Search the records below for "detect" and copy every line it turns up in.
* * * * * * * * *
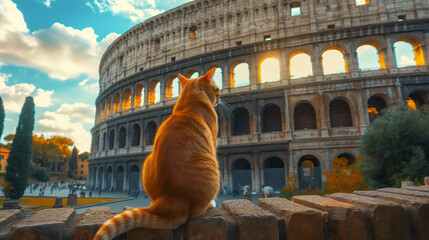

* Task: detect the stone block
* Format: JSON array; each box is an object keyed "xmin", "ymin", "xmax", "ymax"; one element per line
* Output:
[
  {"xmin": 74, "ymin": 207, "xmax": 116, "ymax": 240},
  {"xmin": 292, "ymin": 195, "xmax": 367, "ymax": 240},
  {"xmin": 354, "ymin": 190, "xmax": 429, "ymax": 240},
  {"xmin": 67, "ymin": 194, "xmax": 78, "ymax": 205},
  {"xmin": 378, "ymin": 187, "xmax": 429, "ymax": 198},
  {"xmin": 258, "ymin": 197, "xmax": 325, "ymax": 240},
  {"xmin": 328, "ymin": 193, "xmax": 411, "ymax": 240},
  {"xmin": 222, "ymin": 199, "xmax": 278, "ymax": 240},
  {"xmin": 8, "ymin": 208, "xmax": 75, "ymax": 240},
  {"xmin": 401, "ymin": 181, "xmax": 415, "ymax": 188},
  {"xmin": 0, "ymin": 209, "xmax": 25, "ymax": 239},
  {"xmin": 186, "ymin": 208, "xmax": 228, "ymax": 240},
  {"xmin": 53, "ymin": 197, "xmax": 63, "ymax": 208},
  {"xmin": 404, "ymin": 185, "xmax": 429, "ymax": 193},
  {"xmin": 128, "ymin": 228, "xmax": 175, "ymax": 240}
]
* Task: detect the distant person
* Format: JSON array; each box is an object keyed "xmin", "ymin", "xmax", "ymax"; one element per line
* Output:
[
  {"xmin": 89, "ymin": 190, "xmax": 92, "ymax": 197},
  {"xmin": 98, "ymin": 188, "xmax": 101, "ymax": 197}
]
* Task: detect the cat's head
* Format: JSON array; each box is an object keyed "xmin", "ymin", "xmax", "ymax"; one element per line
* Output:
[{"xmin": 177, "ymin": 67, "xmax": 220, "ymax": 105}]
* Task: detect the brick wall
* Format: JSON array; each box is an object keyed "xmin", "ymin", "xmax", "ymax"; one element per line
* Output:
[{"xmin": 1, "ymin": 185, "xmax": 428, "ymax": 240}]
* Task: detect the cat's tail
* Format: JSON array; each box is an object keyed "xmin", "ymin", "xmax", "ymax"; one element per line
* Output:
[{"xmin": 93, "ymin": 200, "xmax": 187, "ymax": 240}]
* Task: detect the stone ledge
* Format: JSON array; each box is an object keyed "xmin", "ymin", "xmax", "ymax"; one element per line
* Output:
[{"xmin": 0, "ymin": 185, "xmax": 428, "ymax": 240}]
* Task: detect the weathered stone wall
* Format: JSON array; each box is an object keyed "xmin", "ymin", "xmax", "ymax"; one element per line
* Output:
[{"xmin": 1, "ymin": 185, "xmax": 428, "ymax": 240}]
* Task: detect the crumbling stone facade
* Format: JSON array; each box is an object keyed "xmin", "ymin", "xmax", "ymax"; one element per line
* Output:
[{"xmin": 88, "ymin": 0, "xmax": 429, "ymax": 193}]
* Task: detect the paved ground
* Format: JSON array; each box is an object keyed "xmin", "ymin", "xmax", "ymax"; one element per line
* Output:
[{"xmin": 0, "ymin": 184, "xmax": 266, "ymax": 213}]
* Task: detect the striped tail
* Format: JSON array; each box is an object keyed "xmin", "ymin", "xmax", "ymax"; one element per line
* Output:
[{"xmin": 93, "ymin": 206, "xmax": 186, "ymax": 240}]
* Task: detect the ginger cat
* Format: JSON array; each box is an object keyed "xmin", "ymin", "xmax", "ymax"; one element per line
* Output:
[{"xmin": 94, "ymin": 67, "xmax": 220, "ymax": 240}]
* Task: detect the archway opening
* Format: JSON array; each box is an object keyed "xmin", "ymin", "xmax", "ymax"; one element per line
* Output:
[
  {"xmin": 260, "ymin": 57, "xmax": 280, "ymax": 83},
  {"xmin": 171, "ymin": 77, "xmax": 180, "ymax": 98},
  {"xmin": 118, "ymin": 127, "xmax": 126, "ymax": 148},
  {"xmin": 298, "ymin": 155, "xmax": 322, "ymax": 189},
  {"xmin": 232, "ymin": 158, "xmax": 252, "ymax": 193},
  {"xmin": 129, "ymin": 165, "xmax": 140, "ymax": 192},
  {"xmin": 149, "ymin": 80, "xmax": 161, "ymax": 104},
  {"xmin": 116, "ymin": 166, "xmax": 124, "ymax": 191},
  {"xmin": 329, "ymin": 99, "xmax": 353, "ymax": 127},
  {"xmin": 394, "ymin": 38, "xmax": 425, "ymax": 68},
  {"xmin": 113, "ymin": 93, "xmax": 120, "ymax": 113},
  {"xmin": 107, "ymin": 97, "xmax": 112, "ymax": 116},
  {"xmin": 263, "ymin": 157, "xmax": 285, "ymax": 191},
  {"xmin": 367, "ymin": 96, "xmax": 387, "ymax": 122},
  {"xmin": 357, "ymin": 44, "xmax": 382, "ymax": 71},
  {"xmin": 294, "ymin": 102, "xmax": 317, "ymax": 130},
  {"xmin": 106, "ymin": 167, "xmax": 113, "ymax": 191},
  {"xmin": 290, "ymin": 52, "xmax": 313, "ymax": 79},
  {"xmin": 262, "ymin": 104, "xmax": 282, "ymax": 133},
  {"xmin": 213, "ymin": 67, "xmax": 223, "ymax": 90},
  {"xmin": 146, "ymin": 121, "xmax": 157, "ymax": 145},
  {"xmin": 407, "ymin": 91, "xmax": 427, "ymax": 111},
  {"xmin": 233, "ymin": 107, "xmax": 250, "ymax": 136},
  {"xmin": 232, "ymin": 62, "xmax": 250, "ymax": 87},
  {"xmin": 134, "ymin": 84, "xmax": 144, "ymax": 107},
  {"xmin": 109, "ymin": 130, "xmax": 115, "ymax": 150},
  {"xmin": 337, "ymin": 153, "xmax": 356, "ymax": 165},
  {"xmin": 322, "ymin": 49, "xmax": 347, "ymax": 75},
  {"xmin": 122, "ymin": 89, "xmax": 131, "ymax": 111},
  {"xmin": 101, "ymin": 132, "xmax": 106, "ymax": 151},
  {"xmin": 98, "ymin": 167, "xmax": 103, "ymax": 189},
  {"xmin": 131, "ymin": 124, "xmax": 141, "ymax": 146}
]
* * * * * * * * *
ANSWER —
* Task: detect the stone block
* Task: detect the distant person
* Task: detect the cat's head
* Task: detect the brick wall
* Task: detect the cat's tail
* Task: detect the stone ledge
* Task: detect the weathered stone wall
* Task: detect the crumbling stone facade
* Task: detect the paved ground
* Task: detect the striped tail
* Task: detect the ginger cat
* Task: detect the archway opening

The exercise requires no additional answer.